Texte proposé:
=-=-=

Le tabou du QI ne résistera pas longtemps face au surgissement de l’IA. Un fort QI est en effet nettement corrélé à l’adaptabilité. Plus l’IA va se diffuser, plus nous aurons besoin de QI élevés pour que nos cerveaux soient complémentaires avec elle. Il serait même pertinent, dans ces conditions, d’affiner le vieil outil du QI pour concentrer l’évaluation des capacités intellectuelles sur cette complémentarité. Ce QCIA – Quotient de Complémentarité avec l’IA – pourrait devenir l’indicateur phare de l’employabilité. Plus personne alors ne pourra continuer à ignorer le scandale des inégalités d’intelligence dont les conséquences éclateront au grand jour. Être intelligent, à terme, ne sera plus une qualité distinctive, mais un prérequis.

=-=-=

Consignes de l'exercice:
**1)** Dans le texte sur le QI et l'IA, que désigne le sigle QCIA ?
**2)** Prolongez le texte sur le QI et l'IA au-delà de sa dernière phrase.
Les enregistrements constituent un matériau à part, sans lien avec le texte.

Enregistrements de données:
=-=-=

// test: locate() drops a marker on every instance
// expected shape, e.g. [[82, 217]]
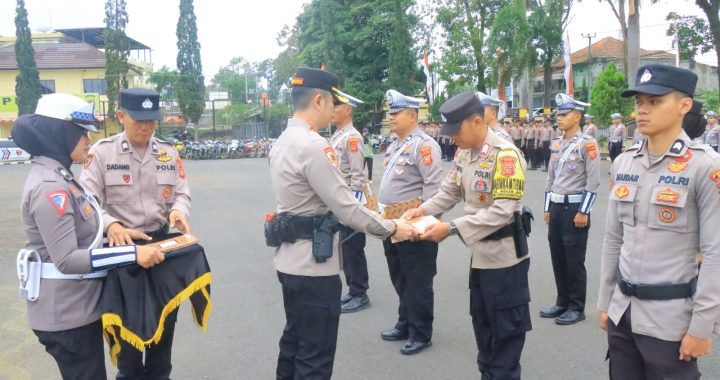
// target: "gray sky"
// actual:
[[228, 29]]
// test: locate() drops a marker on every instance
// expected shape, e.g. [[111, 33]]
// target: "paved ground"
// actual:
[[230, 199]]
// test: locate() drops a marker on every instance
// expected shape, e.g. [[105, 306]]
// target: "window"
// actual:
[[48, 86], [94, 86]]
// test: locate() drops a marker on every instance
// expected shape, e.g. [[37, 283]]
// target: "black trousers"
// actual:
[[499, 306], [412, 267], [78, 352], [354, 261], [641, 357], [312, 313], [158, 357], [567, 251]]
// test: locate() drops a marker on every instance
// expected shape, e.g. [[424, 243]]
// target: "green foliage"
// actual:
[[27, 82], [190, 89], [606, 98], [117, 50]]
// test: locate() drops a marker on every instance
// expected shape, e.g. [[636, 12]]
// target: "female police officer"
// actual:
[[63, 283]]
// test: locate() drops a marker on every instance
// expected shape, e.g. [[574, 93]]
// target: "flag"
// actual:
[[568, 65]]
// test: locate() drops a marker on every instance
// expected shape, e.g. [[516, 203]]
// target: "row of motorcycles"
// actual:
[[223, 149]]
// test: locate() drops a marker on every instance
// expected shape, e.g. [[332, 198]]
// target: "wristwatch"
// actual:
[[453, 229]]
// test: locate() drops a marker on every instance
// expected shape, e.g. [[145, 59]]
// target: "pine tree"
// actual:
[[117, 50], [191, 86], [27, 83]]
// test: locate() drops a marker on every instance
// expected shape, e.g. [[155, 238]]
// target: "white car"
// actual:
[[9, 151]]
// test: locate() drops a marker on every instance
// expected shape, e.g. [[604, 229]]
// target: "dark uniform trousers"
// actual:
[[158, 357], [412, 267], [354, 261], [641, 357], [499, 306], [79, 352], [567, 251], [312, 311]]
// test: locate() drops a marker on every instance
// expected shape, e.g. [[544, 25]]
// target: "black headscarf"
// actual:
[[694, 122], [46, 136]]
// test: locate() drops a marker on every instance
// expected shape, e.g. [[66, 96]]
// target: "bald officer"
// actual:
[[348, 144], [657, 307], [140, 181], [570, 193], [312, 199], [488, 175], [412, 171]]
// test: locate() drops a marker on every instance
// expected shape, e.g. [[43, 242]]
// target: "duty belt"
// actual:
[[658, 292]]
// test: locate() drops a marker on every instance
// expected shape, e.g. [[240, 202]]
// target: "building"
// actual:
[[70, 61]]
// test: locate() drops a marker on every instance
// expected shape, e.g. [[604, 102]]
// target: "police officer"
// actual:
[[61, 223], [412, 171], [349, 147], [656, 306], [617, 137], [713, 136], [141, 183], [572, 184], [590, 129], [492, 106], [488, 175], [310, 189]]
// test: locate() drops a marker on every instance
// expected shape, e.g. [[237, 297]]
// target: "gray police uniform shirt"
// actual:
[[137, 191], [348, 145], [490, 180], [581, 169], [416, 171], [60, 225], [306, 180], [659, 216]]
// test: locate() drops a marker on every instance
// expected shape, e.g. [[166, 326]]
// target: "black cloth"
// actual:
[[78, 352], [567, 251], [641, 357], [412, 267], [312, 314], [45, 136], [158, 357], [354, 261], [135, 301], [500, 311]]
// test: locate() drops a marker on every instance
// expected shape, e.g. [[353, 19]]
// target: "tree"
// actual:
[[606, 98], [117, 50], [27, 82], [190, 89]]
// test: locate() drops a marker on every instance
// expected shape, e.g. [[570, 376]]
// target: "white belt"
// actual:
[[559, 198]]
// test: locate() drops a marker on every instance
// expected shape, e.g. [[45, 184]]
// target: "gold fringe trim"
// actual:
[[112, 319]]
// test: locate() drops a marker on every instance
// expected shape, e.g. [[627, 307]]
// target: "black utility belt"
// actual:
[[658, 292]]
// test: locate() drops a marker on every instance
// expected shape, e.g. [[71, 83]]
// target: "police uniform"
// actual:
[[348, 145], [617, 137], [308, 185], [572, 184], [412, 171], [662, 211], [139, 191], [62, 266], [490, 179]]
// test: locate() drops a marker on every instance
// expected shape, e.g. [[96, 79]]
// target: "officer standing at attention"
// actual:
[[412, 171], [64, 232], [140, 181], [656, 306], [590, 128], [492, 106], [618, 135], [312, 199], [571, 190], [349, 147], [488, 175]]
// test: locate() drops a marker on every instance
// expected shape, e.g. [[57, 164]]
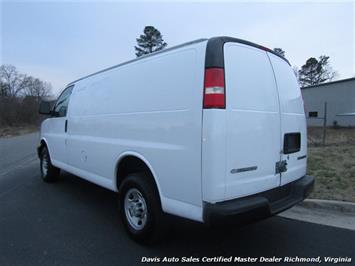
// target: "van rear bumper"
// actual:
[[258, 206]]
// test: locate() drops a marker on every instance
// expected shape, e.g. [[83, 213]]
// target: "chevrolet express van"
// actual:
[[212, 130]]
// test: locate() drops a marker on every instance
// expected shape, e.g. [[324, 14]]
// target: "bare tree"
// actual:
[[11, 80], [315, 71], [20, 96], [279, 51], [36, 88]]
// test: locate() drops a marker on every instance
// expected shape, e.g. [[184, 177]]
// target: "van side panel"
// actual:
[[152, 107], [253, 122], [292, 118]]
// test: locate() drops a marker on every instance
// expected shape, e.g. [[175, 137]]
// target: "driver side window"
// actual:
[[61, 106]]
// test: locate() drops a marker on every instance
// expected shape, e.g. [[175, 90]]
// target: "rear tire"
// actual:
[[140, 209], [49, 173]]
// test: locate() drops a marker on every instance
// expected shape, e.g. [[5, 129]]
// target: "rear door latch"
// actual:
[[281, 167]]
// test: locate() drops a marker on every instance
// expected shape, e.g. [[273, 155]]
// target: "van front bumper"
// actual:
[[258, 206]]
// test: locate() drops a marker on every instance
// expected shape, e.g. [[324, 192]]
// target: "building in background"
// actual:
[[340, 98]]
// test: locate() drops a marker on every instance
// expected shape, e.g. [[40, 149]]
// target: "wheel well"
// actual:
[[41, 146], [129, 165]]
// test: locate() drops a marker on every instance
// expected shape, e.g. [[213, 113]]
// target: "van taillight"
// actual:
[[214, 96]]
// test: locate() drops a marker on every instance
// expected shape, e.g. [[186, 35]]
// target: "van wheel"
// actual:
[[140, 209], [49, 173]]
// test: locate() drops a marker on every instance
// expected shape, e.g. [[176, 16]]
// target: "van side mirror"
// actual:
[[45, 108]]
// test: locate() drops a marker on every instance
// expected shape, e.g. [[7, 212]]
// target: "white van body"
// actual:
[[203, 159]]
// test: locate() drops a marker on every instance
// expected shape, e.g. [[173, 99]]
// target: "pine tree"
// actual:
[[149, 42], [315, 71]]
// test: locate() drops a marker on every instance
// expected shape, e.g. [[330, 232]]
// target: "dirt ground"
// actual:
[[17, 130], [333, 165]]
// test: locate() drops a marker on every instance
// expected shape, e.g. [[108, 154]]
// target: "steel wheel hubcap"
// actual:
[[135, 209]]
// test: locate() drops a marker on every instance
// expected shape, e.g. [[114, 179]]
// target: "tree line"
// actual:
[[20, 95], [313, 72]]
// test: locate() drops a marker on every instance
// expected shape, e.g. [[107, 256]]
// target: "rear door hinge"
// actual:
[[281, 167]]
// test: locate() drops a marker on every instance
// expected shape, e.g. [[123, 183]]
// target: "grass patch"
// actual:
[[333, 165]]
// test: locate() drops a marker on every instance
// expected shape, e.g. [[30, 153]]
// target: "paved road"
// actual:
[[73, 222]]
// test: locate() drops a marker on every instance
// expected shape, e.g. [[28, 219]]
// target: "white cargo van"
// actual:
[[212, 130]]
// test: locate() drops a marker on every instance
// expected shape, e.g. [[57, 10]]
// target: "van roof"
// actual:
[[214, 53]]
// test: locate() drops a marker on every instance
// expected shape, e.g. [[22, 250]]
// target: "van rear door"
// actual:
[[293, 122], [253, 142]]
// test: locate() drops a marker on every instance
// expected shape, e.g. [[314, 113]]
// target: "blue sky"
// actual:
[[59, 41]]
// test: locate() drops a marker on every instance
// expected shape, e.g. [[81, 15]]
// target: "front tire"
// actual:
[[49, 173], [140, 209]]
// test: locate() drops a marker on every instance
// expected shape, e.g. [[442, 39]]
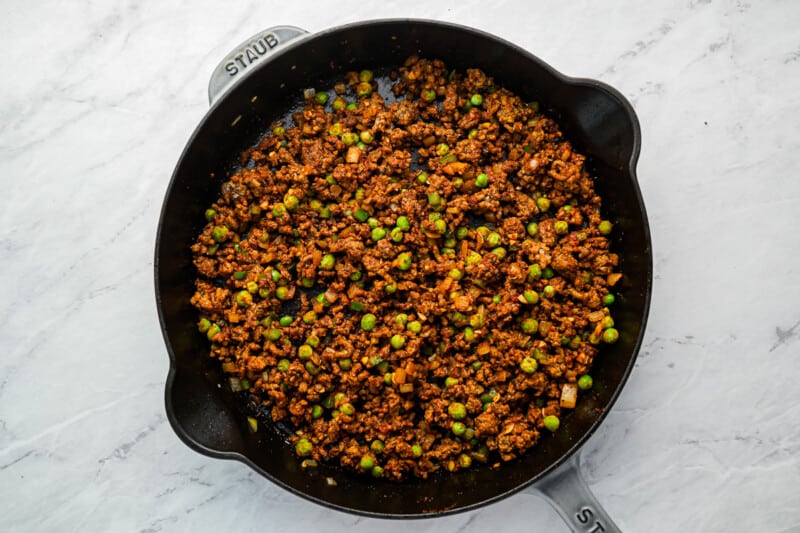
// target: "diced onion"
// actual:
[[569, 395]]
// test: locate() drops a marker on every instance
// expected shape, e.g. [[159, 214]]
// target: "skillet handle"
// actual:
[[249, 53], [566, 490]]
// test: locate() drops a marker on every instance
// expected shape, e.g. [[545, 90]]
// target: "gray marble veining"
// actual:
[[97, 102]]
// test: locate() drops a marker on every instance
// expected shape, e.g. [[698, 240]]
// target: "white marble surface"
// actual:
[[96, 103]]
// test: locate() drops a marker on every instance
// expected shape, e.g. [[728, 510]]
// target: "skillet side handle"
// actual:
[[566, 490], [249, 53]]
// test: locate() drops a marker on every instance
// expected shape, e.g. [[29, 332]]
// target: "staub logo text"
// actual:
[[250, 54]]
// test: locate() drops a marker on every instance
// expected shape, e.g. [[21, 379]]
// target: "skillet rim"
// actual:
[[630, 170]]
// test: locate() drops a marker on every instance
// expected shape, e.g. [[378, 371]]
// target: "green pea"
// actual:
[[368, 322], [610, 336], [312, 340], [473, 258], [529, 365], [469, 334], [366, 137], [303, 447], [404, 261], [464, 460], [367, 462], [219, 233], [335, 129], [204, 325], [457, 411], [543, 203], [493, 239], [551, 422], [305, 351], [378, 234], [396, 235], [328, 261], [531, 297], [397, 341]]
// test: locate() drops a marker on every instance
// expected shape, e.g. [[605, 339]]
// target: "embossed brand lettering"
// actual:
[[585, 515], [251, 53]]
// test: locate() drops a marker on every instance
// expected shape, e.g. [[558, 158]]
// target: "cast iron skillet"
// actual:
[[261, 81]]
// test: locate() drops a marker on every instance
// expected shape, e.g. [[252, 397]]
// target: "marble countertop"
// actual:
[[96, 105]]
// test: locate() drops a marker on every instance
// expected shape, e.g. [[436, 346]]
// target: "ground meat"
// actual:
[[408, 284]]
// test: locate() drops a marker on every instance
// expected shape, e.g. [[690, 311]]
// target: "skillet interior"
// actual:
[[209, 419]]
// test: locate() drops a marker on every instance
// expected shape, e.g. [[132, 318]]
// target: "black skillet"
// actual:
[[260, 82]]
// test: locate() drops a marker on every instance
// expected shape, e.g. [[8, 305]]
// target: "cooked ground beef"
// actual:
[[410, 285]]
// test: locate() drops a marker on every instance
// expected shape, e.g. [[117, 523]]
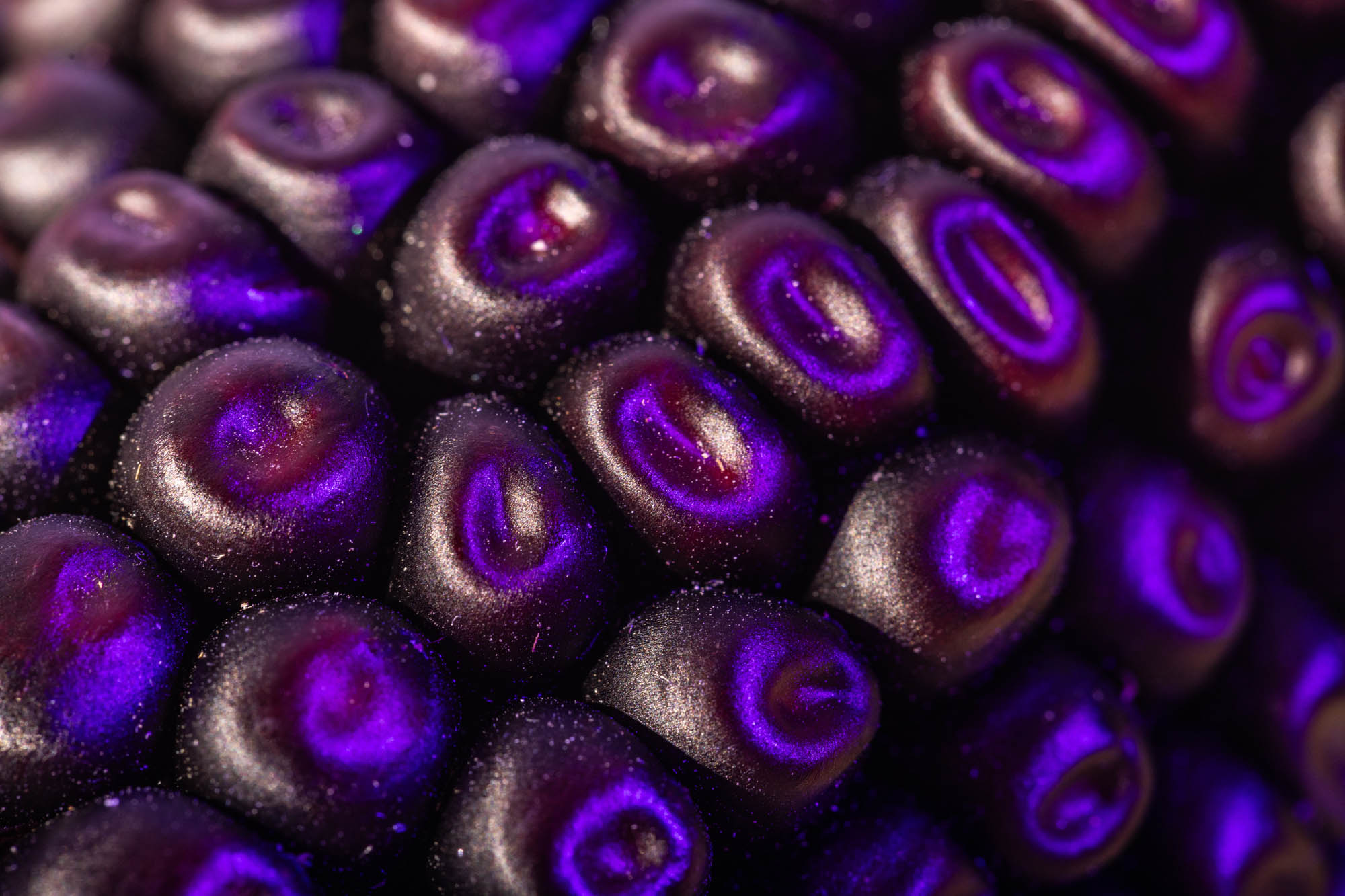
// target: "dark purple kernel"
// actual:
[[91, 647], [1286, 689], [150, 271], [562, 799], [769, 698], [484, 68], [326, 720], [523, 252], [1017, 321], [1192, 58], [201, 50], [260, 469], [1218, 827], [948, 556], [88, 29], [1004, 100], [688, 455], [1056, 767], [77, 124], [1268, 354], [1163, 577], [151, 842], [898, 852], [808, 315], [501, 551], [1317, 163], [50, 396], [874, 29], [322, 154], [716, 100]]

=-=-=

Réponses attendues:
**1)** Le Quotient de Complémentarité avec l'IA.

**2)**
Imagine-t-on de surveiller un cancer du poumon sans scanner, ou un diabétique sans mesurer la glycémie ? « S’il est impératif de mieux comprendre la nature complexe et contestée de l’intelligence – notamment ses composantes émotionnelle et créative –, il ne faut pas tomber dans le déni », affirme Nicolas Miailhe, chercheur à la Harvard Kennedy School of Government et cofondateur du think tank The Future Society. « La montée en puissance de l’IA et des sciences cognitives couplée à l’hyper-personnalisation de l’enseignement va très certainement donner une importance cruciale aux tests psychométriques ; et donc aux mesures du type QI. Non pour stigmatiser mais pour piloter la montée en puissance de nos cerveaux biologiques et lutter contre les inégalités. La politique de l’autruche revient à abandonner les plus vulnérables. Avec 9 milliards d’êtres humains et une IA prodigieusement puissante, la compétition va être féroce ; la mesure du QI risque fort d’être cruciale. La France et l’Europe doivent être à la pointe de la recherche en la matière notamment pour reformer la mesure de l’intelligence afin de la rendre moins brutale et réductrice. D’autant que nous allons vraisemblablement passer d’une logique de dépistage à une logique de mesure en continu. »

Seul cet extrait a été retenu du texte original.